# TEXT TO READ:
========================================================================

Drug discovery and molecular design rely heavily on predicting material properties directly from their atomic structure. A particular property of interest for molecular design is the energy gap between the highest occupied molecular orbital (HOMO) and lowest unoccupied molecular orbital (LUMO), known as the HOMO-LUMO gap. The HOMO-LUMO gap is a valid approximation for the lowest excitation energy of a molecule and is used to express its chemical reactivity. In particular, molecules that are more chemically reactive are characterized by a lower HOMO-LUMO gap. There are many physics-based computational approaches to compute the HOMO-LUMO gap of a molecule such as ab initio molecular dynamics (MD) [1, 2] and density-functional tight-binding (DFTB) [3]. While these methods have been instrumental in predictive materials science, they are extremely computationally expensive. The advent of deep learning (DL) models has provided alternative methodologies to produce fast and accurate predictions of material properties and hence enable rapid screening in the large search space to select material candidates with desirable properties [47].

In particular, graph convolutional neural network (GCNN) models are extensively used in material science to predict material properties from atomic information [8, 9]. When GCNN models are used as surrogates in screening of the vast chemical space, the models have to process large amounts of streaming data which is dynamically produced by molecular design applications [10] (Fig. 1).

Fig. 1.

========================================================================

# DATA EXCERPTS:

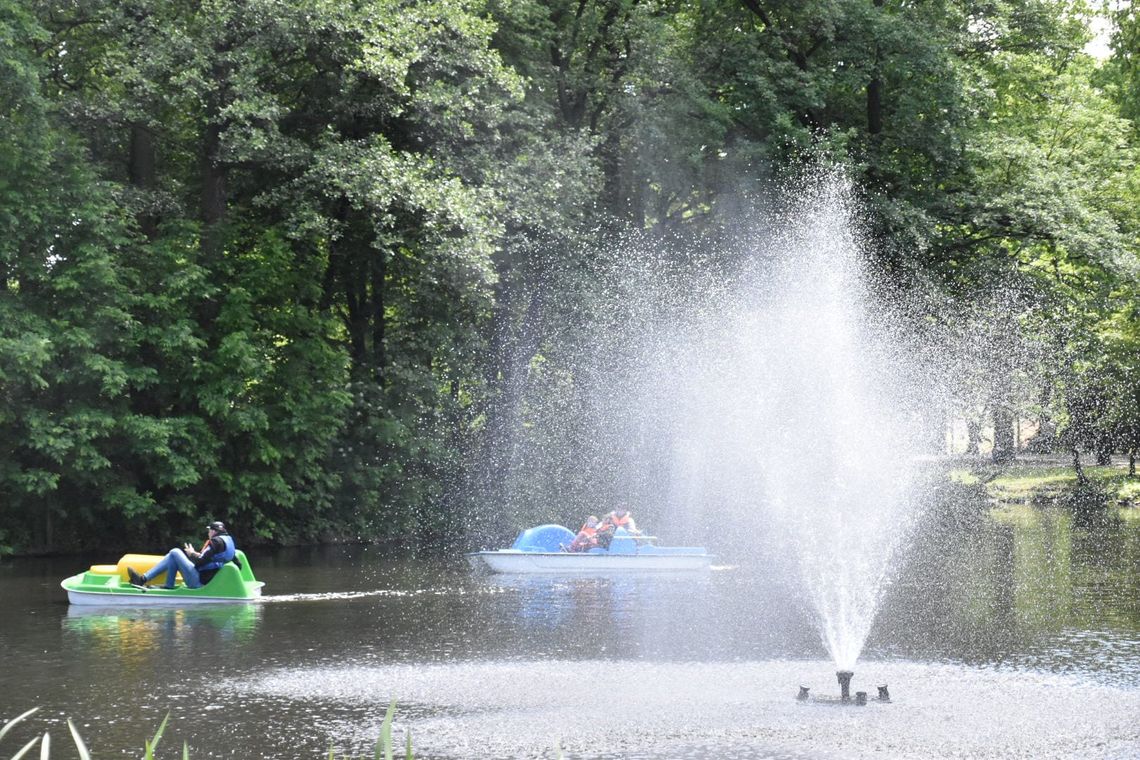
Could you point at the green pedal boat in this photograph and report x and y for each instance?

========================================================================

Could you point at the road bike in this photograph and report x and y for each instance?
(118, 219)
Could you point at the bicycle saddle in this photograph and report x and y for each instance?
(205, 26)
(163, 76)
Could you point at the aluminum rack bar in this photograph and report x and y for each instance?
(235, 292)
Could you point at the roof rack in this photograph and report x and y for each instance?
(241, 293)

========================================================================

# WHAT YOU WILL DO:
A - From the passage on the HOMO-LUMO gap, quote the part that begins at the words "In particular, graph" and stops after the words "[10] (Fig. 1).".
B - Answer these questions using the passage on the HOMO-LUMO gap:
(i) What does HOMO stand for?
(ii) Do more chemically reactive molecules have a lower or a higher HOMO-LUMO gap?
(iii) What kind of model is widely used in material science to predict material properties from atomic information?
C - Carry on the passage about predicting the HOMO-LUMO gap from where it stops.
The listing is separate material and has nothing to do with the passage on the HOMO-LUMO gap.

# RESULTS:
A -
In particular, graph convolutional neural network (GCNN) models are extensively used in material science to predict material properties from atomic information [8, 9]. When GCNN models are used as surrogates in screening of the vast chemical space, the models have to process large amounts of streaming data which is dynamically produced by molecular design applications [10] (Fig. 1).

B -
(i) Highest occupied molecular orbital
(ii) A lower HOMO-LUMO gap
(iii) Graph convolutional neural network (GCNN) models

C -
Fig. 1

Computational workflow that compares the standard procedure to predict material properties with DFTB calculations and a GCNN model that uses the molecular structure as input to estimate the HOMO-LUMO gap. Once the GCNN model is trained, it is much faster than DFTB

To effectively process large volumes of data in training large complex GCNN models, both data loading and model training must scale on multi-node hybrid CPU-GPU high-performance computing (HPC) resources. HPC techniques to scale the training use distributed data parallelism (DDP) to distribute data in batches across different processes. Each process computes gradient updates for the coefficients of the DL model on the local batch, and combines local gradient updates of all processes by averaging them. Although DDP is a well established technique, the specific use of DDP to scale the training of GCNN models is still largely unexplored.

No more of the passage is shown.